> Short task
Quote all of the lines below word for word, from first to last.

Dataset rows
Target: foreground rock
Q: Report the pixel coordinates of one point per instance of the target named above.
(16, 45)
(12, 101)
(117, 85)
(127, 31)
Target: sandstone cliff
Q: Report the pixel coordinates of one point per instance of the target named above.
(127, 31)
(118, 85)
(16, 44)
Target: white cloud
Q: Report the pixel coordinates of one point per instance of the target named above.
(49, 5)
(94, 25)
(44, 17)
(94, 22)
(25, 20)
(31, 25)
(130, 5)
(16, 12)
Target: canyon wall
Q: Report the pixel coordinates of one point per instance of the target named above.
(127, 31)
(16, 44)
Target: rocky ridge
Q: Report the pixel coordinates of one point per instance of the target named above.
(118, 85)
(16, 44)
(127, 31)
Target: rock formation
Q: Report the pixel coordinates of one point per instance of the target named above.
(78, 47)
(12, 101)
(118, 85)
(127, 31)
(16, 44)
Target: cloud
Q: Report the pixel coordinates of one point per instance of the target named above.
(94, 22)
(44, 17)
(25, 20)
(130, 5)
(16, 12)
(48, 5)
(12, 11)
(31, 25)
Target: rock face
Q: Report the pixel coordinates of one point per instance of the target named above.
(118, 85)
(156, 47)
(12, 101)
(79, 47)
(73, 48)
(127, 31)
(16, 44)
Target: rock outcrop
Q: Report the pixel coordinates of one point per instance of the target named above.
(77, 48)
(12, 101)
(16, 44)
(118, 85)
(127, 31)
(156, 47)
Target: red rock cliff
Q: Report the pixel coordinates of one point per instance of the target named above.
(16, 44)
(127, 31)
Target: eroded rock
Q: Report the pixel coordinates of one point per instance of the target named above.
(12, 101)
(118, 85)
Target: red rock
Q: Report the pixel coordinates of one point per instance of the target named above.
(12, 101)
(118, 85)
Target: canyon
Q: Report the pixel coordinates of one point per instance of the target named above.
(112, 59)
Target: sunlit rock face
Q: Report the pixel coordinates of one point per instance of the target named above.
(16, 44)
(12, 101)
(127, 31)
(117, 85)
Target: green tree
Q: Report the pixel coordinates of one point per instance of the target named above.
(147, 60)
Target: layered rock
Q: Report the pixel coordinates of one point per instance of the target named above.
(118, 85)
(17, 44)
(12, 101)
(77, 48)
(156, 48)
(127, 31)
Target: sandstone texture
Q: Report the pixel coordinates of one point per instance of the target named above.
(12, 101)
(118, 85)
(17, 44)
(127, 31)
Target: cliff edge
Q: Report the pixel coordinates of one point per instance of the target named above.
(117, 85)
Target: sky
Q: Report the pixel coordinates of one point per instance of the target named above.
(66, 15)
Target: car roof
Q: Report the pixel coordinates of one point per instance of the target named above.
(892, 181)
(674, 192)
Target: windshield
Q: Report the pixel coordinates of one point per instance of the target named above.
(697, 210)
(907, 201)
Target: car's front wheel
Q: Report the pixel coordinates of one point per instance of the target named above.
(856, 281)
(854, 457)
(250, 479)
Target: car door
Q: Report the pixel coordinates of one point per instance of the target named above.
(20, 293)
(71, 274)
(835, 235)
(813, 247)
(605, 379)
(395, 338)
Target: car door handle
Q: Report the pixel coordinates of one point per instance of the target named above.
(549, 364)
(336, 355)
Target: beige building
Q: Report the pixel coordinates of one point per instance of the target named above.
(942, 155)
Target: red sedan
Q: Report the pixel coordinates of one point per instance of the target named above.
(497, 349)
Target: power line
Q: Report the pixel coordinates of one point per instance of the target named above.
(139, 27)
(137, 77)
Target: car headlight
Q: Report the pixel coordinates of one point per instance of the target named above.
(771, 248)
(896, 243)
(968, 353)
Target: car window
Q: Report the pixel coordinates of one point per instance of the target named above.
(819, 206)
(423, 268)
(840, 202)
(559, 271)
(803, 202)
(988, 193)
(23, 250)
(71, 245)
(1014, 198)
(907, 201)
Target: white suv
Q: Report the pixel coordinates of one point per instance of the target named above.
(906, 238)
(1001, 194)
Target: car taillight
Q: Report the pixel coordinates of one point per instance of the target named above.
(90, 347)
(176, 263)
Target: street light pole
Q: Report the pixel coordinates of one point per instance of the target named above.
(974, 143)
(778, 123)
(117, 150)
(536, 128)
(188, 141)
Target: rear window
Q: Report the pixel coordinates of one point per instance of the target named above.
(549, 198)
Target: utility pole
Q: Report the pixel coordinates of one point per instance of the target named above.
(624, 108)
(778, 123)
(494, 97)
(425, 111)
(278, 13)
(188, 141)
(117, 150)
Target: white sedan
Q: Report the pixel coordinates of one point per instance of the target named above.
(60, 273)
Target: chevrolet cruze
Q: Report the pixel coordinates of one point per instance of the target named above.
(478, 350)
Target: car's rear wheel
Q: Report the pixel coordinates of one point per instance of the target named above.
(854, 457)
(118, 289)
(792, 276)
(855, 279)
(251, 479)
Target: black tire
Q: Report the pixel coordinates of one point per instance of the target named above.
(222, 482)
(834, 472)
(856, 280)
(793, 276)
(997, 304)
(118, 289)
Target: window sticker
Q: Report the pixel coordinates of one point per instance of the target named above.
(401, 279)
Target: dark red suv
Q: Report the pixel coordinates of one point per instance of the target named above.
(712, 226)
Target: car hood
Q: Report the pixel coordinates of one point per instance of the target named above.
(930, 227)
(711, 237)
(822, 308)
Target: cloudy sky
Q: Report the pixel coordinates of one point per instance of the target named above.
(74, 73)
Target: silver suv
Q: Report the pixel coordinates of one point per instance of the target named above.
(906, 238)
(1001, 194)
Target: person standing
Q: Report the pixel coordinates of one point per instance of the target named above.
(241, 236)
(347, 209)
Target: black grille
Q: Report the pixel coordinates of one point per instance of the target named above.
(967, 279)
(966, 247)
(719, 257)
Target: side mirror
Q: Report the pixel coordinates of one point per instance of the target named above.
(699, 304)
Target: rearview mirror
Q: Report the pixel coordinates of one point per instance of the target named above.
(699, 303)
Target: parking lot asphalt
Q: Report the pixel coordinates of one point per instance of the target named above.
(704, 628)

> Written solution
Target: foreground rock
Q: Report the pixel coordinates of one point per instance of the target named above.
(16, 45)
(12, 101)
(117, 85)
(127, 31)
Target: sandstone cliff
Q: Report the pixel coordinates of one point per instance of the target named above.
(127, 31)
(118, 85)
(16, 44)
Target: white cloud
Q: Report the pixel coordinates of one point per instance of the target named above.
(49, 5)
(94, 25)
(44, 17)
(94, 22)
(25, 20)
(31, 25)
(130, 5)
(16, 12)
Target: canyon wall
Q: Report the pixel coordinates of one point per instance of the target named above.
(127, 31)
(16, 44)
Target: rocky ridge
Q: Report the pixel coordinates of one point per instance of the target named above.
(118, 85)
(16, 44)
(127, 31)
Target: rock formation
Q: Report the pixel coordinates of one point per instance of the target named above.
(78, 47)
(12, 101)
(118, 85)
(127, 31)
(16, 44)
Target: cloud
Q: Report the pixel coordinates of one point per instance of the target named above.
(94, 22)
(44, 17)
(25, 20)
(130, 5)
(16, 12)
(48, 5)
(12, 11)
(31, 25)
Target: rock face
Q: Report the pixel coordinates of one point per instance of the target named above.
(118, 85)
(156, 47)
(12, 101)
(79, 47)
(73, 48)
(127, 31)
(16, 44)
Target: rock outcrop
Q: Report the pixel coordinates of one point per instance of the target named above.
(77, 48)
(12, 101)
(16, 44)
(118, 85)
(127, 31)
(156, 47)
Target: red rock cliff
Q: Report the pixel coordinates of one point per instance of the target named above.
(16, 44)
(127, 31)
Target: eroded rock
Q: Report the pixel coordinates of one point per instance of the target named above.
(12, 101)
(118, 85)
Target: red rock
Q: Report the pixel coordinates of one point per instance of the target named above.
(12, 101)
(118, 85)
Target: canyon
Q: Report the pixel coordinates of one point per instance of the target named above.
(112, 59)
Target: sunlit rock face
Q: Report the pixel coordinates of one point per instance of the target named above.
(16, 44)
(12, 101)
(127, 31)
(117, 85)
Target: green tree
Q: Report the pixel coordinates of one point per instance of the target named above.
(147, 60)
Target: layered rock
Q: Report the pixel coordinates of one point per instance of the target named above.
(118, 85)
(17, 44)
(12, 101)
(77, 48)
(156, 48)
(127, 31)
Target: sandstone texture
Q: Report the pixel coordinates of one point per instance of the target named above.
(12, 101)
(118, 85)
(17, 44)
(127, 31)
Target: cliff edge
Q: Report the pixel coordinates of one point per instance of the target named above.
(117, 85)
Target: sky
Q: Report the pixel coordinates of one point per instance of the target named above.
(66, 15)
Target: car roof
Q: Report the pixel coordinates of one point per instance of the target named above.
(892, 181)
(674, 192)
Target: windshield
Q: Report the pixel coordinates of one point per instance of the target named above.
(697, 210)
(907, 201)
Target: car's front wheel
Q: Report the pixel coordinates of one point per instance of the target named above.
(856, 281)
(854, 457)
(250, 479)
Target: car door
Q: Report the pixel coordinates of one point per instance of the target named above.
(20, 293)
(71, 274)
(835, 235)
(813, 247)
(605, 379)
(395, 338)
Target: car door handle
Q: Report the pixel coordinates of one point per instance of the target named above.
(549, 364)
(336, 355)
Target: beige building
Q: Report the pixel coordinates of one point per instance of the target named above.
(942, 155)
Target: red sedan
Q: Report the pixel coordinates of one point per instance of the target named above.
(497, 349)
Target: power line
Q: Report the pixel coordinates of one point per instance of the target named above.
(139, 27)
(137, 77)
Target: car headlight
Q: Report the pixel coordinates of one point per instance of the target named above.
(771, 248)
(896, 243)
(968, 353)
Target: car window
Q: Report the pixel coordinates of one point per instance of the target named above.
(819, 206)
(423, 268)
(840, 202)
(559, 271)
(803, 202)
(988, 193)
(23, 250)
(71, 245)
(1014, 198)
(907, 201)
Target: white suv
Q: Report the pixel coordinates of one point per instance of the target named above.
(906, 238)
(1001, 194)
Target: car taillight
Q: Report the pixel coordinates of one point per instance of the target named above.
(90, 347)
(176, 263)
Target: street light pole
Q: Report the pixel coordinates of one point per instance of the target named above.
(974, 143)
(778, 123)
(117, 150)
(536, 128)
(188, 141)
Target: rear window
Q: Report the pixel coordinates of one point per instance of the target named above.
(549, 198)
Target: utility pole
Q: Report the pixel coordinates of one point per instance of the target named above.
(624, 108)
(778, 123)
(494, 97)
(425, 111)
(278, 13)
(188, 141)
(117, 150)
Target: white sedan
Q: Report the pixel coordinates of one point per instance of the target named above.
(60, 273)
Target: chevrolet cruze
Q: Report the pixel coordinates of one point per instance of the target named above.
(478, 350)
Target: car's rear wheel
Q: Report the pixel coordinates of one point per instance of the target named above.
(854, 457)
(118, 289)
(792, 276)
(855, 279)
(251, 479)
Target: black tire
Q: Report the pixel coordinates of one point per instance of the target named above.
(222, 482)
(834, 472)
(856, 280)
(793, 276)
(997, 304)
(118, 289)
Target: window sticker
Q: Report the pixel coordinates of one point per instance of the target named above.
(401, 279)
Target: dark red suv
Q: Report the pixel coordinates of one point per instance of the target named above.
(712, 226)
Target: car hood
Q: Report the pixel coordinates of one point per instance of the target named above.
(930, 227)
(711, 237)
(822, 308)
Target: cloudy sky
Q: Report the pixel coordinates of one point per instance of the target named above.
(74, 73)
Target: silver suv
Q: Report the pixel coordinates of one point per instance of the target named above.
(906, 238)
(1001, 194)
Target: person standing
Q: Report the pixel coordinates of one point per instance of the target named above.
(241, 236)
(347, 209)
Target: black grille
Q: Report the pixel coordinates of one point per instance of the target named above.
(967, 279)
(966, 247)
(719, 257)
Target: side mirror
Q: Report the pixel coordinates of one point per instance of the target named above.
(699, 304)
Target: rearview mirror
Q: Report the pixel coordinates of one point per instance of the target named above.
(699, 303)
Target: parking lot asphalt
Q: Report the pixel coordinates of one point per instance of the target named above.
(704, 628)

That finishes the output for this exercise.